Print the part of the Hellraiser III review between "The story opens" and "first concept piece.", inclusive.

Source extract:

┄┄┄┄┄┄┄┄┄┄

Comments Off on Hellraiser III: Hell on Earth

You know, sometimes a horror series just takes three entries to get where it’s going. Jason didn’t play goalie until “Friday the 13th Part III” and Freddy’s comic timing never gelled until “Nightmare on Elm Street 3: Dream Warriors.” So FINALLY, after two movies of being an amoral undead dom invoked by sweaty humans pawing the famous puzzle box, Pinhead’s doin’ it for himself.

The story opens with J.P., a rich jerk, at an art gallery checking out a large baroque pillar smothered in sensual bas-relief carvings – you know, faces and hips and boobs and suchlike. Pinhead’s face and the puzzle box are also floating around in there somewhere, like gluten in your lite beer. If you watched “Hellbound: Hellraiser II,” you may dimly connect this lovely artwork to a cheap prop rising from a blood-soaked mattress in Dr. Channard’s house at the end, complete with, my favorite, a pair of adorable rutting skeleton marionettes on one side. That must have just been hell’s first concept piece.

J.P. is approached by a plausible Kris Kristofferson impersonator/scary drifter, and instead of whipping out his gun, because you know J.P. is the kind of guy that has a Glock tucked in the waistband of his Bugle Boys at all times, he proceeds to negotiate with this guy like he’s the legal owner of something other than the lice in his beard. Mysterious guy tells J.P. the pillar is his and accepts a clutch of bills without counting or caring. Fans of the series so far know where this is going. Although non-English-speaking fans of “Sabado Gigante” probably know where it’s going, too.

We meet our heroine, Joey, who is neither an 8-year-old boy nor a kangaroo. No, Joey is a reporter, or wants to be, and on this particular night, she is fretful because the news desk dispatched her to the hospital emergency room to cover people…um, generically croaking, I guess. And Death must have been still nursing his ankle injury at Peter Griffin’s house, because no one in the city is dying. Poor Joey is super put out by this lack of suffering to report on and convinced the news desk purposefully sent her to cover bupkus. (One might argue a good reporter could turn a totally empty emergency room into a story, Joey.) Despite this being our first glimpse into her character, Joey remains sympathetic, but then this is the same era where it took 9 seasons for audiences to realize the characters in “Seinfeld” were terrible people.

Joey’s cameraman Doc, a sweet Motorhead roadie of a man, is called away to assist another reporter on an actual story. Joey resumes having a sad. But then a man is wheeled in on a gurney covered in chains that summarily electrocute him, and Joey’s night is immediately looking up. She doesn’t have a cameraman and the guy is dead, but he was accompanied by a distraught girl, and Joey is on her like maggots on the guy in the straitjacket in “Hellraiser II.” She doesn’t get much out of the terrified witness though except the location where the guy got chained, a club called The Boiler Room.

┄┄┄┄┄┄┄┄┄┄

Study material:

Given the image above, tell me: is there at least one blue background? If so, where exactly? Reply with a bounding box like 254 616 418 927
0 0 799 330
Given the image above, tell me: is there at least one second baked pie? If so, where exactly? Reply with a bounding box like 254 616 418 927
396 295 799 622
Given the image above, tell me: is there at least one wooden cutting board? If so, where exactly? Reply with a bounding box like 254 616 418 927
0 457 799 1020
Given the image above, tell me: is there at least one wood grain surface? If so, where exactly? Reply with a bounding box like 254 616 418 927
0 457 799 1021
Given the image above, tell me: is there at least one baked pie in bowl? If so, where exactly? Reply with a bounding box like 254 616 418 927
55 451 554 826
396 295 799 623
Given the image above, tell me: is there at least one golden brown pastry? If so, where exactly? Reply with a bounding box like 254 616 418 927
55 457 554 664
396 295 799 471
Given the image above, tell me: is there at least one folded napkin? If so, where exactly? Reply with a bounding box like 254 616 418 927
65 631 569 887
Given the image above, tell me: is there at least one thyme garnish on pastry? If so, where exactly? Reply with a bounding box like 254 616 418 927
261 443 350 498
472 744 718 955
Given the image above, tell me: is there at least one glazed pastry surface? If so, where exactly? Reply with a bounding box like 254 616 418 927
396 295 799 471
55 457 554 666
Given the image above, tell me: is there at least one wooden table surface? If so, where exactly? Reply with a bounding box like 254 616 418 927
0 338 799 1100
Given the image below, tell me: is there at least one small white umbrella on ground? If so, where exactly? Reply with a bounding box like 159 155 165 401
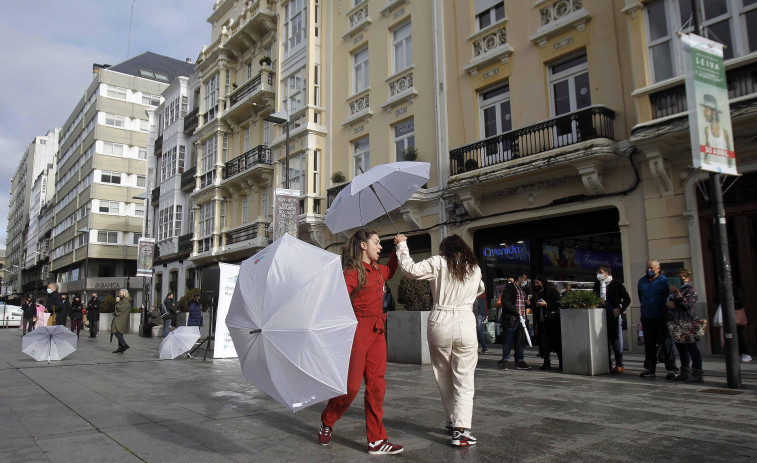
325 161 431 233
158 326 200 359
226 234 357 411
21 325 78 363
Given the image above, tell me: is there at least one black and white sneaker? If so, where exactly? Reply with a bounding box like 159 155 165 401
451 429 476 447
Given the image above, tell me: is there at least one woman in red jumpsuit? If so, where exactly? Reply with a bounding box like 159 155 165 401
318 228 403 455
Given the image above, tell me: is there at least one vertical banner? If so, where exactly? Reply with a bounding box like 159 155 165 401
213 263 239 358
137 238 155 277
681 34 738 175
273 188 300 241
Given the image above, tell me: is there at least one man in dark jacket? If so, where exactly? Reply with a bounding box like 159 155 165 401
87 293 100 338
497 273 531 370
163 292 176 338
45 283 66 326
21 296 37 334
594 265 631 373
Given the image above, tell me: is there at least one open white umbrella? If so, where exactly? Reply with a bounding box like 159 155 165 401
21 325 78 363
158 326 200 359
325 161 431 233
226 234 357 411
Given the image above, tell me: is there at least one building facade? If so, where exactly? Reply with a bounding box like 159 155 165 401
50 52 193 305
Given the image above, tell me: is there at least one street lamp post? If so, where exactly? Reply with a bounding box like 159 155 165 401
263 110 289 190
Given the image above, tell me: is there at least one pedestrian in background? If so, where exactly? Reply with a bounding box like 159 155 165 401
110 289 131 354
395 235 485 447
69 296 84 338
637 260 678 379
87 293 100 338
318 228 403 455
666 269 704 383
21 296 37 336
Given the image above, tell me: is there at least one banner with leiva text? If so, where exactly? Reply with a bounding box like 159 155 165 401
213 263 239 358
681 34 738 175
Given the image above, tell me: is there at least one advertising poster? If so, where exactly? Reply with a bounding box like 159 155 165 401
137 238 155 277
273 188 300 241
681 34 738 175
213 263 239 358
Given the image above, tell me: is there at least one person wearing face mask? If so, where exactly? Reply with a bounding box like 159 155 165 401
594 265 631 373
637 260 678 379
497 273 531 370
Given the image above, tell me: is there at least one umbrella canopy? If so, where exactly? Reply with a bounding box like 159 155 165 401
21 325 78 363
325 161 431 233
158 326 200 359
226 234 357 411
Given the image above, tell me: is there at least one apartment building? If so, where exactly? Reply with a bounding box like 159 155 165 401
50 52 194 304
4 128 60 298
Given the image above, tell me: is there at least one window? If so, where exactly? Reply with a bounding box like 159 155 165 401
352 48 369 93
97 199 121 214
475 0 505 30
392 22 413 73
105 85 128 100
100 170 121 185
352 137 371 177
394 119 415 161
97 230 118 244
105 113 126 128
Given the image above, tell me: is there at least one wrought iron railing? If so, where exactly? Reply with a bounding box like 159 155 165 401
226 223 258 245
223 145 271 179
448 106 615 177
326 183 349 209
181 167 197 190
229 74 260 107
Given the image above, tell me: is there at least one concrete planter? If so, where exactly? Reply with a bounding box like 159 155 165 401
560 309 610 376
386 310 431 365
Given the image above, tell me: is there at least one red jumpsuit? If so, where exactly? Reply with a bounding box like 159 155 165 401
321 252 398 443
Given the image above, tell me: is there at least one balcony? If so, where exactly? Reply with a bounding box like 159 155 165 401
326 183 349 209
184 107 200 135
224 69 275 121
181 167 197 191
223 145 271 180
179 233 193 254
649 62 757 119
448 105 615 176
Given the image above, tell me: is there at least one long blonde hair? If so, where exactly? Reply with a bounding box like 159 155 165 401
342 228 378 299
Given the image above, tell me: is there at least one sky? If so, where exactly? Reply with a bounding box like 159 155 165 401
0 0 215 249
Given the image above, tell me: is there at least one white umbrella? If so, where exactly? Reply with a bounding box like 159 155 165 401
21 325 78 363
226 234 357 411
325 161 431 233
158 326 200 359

┄┄┄┄┄┄┄┄┄┄

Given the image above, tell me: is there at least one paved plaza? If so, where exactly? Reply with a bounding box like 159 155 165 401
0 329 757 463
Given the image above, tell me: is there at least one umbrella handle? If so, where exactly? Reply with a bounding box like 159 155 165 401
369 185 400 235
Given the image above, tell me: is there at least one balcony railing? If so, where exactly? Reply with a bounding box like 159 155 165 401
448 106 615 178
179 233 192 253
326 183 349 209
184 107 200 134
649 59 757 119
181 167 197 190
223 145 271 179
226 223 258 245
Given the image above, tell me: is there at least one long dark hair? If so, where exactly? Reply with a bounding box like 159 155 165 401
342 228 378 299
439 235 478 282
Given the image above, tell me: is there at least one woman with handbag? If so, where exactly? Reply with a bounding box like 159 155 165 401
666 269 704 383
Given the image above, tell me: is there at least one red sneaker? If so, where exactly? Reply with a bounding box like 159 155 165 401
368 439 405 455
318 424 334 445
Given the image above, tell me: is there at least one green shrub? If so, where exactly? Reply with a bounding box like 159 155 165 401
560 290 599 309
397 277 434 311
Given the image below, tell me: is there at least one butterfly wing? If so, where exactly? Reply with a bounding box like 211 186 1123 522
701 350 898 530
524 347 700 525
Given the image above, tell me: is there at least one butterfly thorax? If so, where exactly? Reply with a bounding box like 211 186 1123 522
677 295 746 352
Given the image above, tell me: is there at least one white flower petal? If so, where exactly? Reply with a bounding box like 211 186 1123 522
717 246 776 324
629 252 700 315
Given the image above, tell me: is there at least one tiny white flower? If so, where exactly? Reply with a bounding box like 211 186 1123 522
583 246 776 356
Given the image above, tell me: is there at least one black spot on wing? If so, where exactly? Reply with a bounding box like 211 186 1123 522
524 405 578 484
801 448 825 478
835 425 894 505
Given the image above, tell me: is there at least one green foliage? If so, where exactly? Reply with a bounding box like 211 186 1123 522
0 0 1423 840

┄┄┄┄┄┄┄┄┄┄

Exercise output:
The story opens with J.P., a rich jerk, at an art gallery checking out a large baroque pillar smothered in sensual bas-relief carvings – you know, faces and hips and boobs and suchlike. Pinhead’s face and the puzzle box are also floating around in there somewhere, like gluten in your lite beer. If you watched “Hellbound: Hellraiser II,” you may dimly connect this lovely artwork to a cheap prop rising from a blood-soaked mattress in Dr. Channard’s house at the end, complete with, my favorite, a pair of adorable rutting skeleton marionettes on one side. That must have just been hell’s first concept piece.